### TASK DIRECTIONS
Return every line of the listing below that contains the word "green", and copy each such line in full. Matching is case-sensitive.

### Records from a data collection
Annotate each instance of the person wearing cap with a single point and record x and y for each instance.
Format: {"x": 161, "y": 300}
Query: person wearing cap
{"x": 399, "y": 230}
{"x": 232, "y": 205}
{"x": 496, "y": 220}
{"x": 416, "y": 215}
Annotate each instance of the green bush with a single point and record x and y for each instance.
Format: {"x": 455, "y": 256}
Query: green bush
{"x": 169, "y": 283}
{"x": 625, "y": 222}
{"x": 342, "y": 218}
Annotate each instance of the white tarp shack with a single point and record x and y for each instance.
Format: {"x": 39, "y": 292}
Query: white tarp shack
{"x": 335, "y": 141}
--
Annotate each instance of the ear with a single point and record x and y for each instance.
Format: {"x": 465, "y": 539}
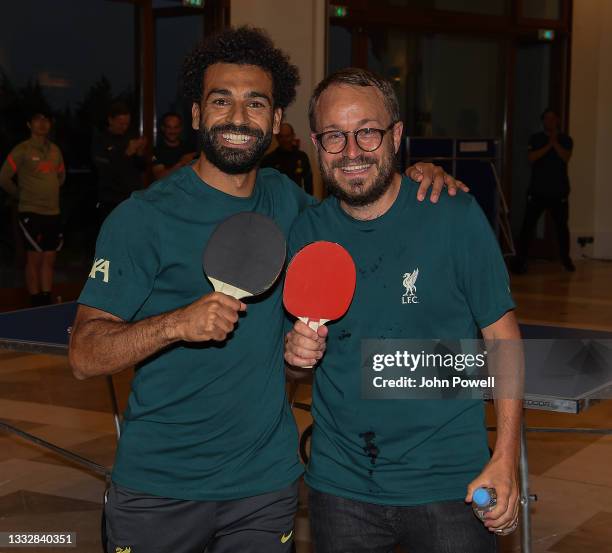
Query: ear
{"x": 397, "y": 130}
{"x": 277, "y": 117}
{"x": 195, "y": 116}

### TASK SOLUTION
Annotate each instance of the green bush with a single point and record x and y for each instance.
Query: green bush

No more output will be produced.